What the task asks:
Here are some records. Copy each one exactly.

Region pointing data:
######
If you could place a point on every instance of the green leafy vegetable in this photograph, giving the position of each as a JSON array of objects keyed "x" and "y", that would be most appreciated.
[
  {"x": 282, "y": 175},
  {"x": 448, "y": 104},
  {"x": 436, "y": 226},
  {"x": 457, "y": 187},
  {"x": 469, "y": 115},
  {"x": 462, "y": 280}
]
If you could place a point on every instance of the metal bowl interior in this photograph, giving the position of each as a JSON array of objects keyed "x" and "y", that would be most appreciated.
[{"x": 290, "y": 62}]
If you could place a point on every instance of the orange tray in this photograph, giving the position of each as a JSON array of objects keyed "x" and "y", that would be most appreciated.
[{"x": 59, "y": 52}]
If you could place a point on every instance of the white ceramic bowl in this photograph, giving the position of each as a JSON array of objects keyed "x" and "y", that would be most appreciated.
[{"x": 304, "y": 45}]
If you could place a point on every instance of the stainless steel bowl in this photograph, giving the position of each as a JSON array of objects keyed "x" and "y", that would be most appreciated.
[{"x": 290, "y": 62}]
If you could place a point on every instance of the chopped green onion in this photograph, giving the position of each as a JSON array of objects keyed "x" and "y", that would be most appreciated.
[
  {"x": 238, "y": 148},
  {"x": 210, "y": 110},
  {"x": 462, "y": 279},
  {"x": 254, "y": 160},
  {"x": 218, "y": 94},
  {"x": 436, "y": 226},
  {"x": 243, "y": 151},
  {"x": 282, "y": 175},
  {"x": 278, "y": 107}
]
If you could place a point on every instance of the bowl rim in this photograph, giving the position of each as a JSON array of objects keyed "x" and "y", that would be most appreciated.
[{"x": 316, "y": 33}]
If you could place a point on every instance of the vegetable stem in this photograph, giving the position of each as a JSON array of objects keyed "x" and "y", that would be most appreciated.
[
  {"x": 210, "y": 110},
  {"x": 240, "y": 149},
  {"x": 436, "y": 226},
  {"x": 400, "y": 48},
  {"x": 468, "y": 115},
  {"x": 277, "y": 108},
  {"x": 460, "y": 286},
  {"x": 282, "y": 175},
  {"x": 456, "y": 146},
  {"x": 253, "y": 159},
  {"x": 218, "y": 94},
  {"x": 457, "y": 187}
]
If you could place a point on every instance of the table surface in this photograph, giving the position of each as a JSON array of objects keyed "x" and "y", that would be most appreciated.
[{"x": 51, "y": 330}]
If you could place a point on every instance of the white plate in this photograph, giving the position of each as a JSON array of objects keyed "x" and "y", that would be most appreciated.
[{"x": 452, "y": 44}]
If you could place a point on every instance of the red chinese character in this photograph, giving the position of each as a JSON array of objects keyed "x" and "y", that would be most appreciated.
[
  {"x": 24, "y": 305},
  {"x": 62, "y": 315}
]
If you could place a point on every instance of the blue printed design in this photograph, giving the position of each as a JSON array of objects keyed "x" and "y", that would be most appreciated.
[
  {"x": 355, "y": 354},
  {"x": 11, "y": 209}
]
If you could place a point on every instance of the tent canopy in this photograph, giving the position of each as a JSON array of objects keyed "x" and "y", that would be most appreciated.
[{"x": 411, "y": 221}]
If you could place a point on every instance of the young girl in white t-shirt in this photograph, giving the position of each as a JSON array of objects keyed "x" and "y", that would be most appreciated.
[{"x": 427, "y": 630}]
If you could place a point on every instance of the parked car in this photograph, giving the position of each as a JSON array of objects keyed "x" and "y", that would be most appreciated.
######
Written solution:
If you could place a point on every instance of the green leafy vegetable in this photograph, giving the position of each as a JSON array of objects keyed "x" and "y", that would be most appreciated.
[
  {"x": 282, "y": 175},
  {"x": 448, "y": 104},
  {"x": 436, "y": 226},
  {"x": 457, "y": 187},
  {"x": 469, "y": 115},
  {"x": 462, "y": 280}
]
If you could place a point on every instance of the metal bowl interior in this photograph, giving the position of each as a JSON array of objects keyed "x" and "y", that would be most appreciated.
[{"x": 290, "y": 62}]
If you could place a point on every instance of the orange tray in this photograph, giving the position of each as a JSON array of objects keyed "x" and "y", that would be most appreciated.
[{"x": 59, "y": 52}]
If you could place a point on every instance of the white ceramic bowl in this photograph, giving the position of each as a JSON array of objects keyed "x" and "y", that would be most appreciated.
[{"x": 304, "y": 45}]
If you could place a point on every instance of the stainless steel bowl in this photograph, giving the position of each as a JSON array of objects keyed "x" and "y", that would be most appreciated.
[{"x": 290, "y": 62}]
If you could place a point on every instance of the chopped green onion in this photograph, giving the position of each as a JSON array of objects keyed "x" and "y", that would be most appreciated.
[
  {"x": 238, "y": 148},
  {"x": 210, "y": 110},
  {"x": 462, "y": 279},
  {"x": 254, "y": 160},
  {"x": 218, "y": 94},
  {"x": 436, "y": 226},
  {"x": 243, "y": 151},
  {"x": 282, "y": 175},
  {"x": 278, "y": 107}
]
If you could place a point on every instance of the bowl rim in this photograph, giving the position of each as a JSON array of objects keyed "x" and "y", that would be most appreciated.
[{"x": 316, "y": 33}]
If you could place a point on every instance of the vegetable stem in this photograph, giving the position of each as a JSON array of objects keyed "x" and "y", that would be most appreciated.
[
  {"x": 210, "y": 110},
  {"x": 240, "y": 149},
  {"x": 436, "y": 226},
  {"x": 400, "y": 48},
  {"x": 468, "y": 115},
  {"x": 277, "y": 108},
  {"x": 460, "y": 286},
  {"x": 282, "y": 175},
  {"x": 456, "y": 146},
  {"x": 253, "y": 159},
  {"x": 218, "y": 94},
  {"x": 457, "y": 187}
]
If you could place a point on every instance of the table surface in this photograph, giving the position of each as a JSON array of objects keyed "x" and "y", that would be most appreciated.
[{"x": 51, "y": 330}]
If you could place a point on every instance of the white plate in this photograph, giving the position of each as a JSON array of objects keyed "x" and "y", that would be most appreciated.
[{"x": 452, "y": 44}]
If you could place a point on every instance of the red chinese character in this photograph, giving the position of each as a JSON array of objects keyed "x" and "y", that would be most appreciated.
[
  {"x": 24, "y": 305},
  {"x": 62, "y": 315}
]
If you could place a point on every instance of the blue printed design in this photograph, giving the position of each as a JSON array of objects keyed "x" and "y", that would be most appreciated.
[
  {"x": 355, "y": 354},
  {"x": 11, "y": 209}
]
If you could place a point on every instance of the tent canopy in this photograph, giving the position of each as a JSON array of objects keyed "x" and "y", that would be most appreciated.
[{"x": 411, "y": 221}]
If you could place a point on every instance of the young girl in white t-shirt in this photograph, giving the position of each as a JSON array of objects keyed "x" and "y", that would be most appreciated.
[{"x": 427, "y": 630}]
If you could place a point on every instance of the parked car in this photograph, giving the position of each as a JSON array of objects keyed "x" and "y", that would be most appreciated.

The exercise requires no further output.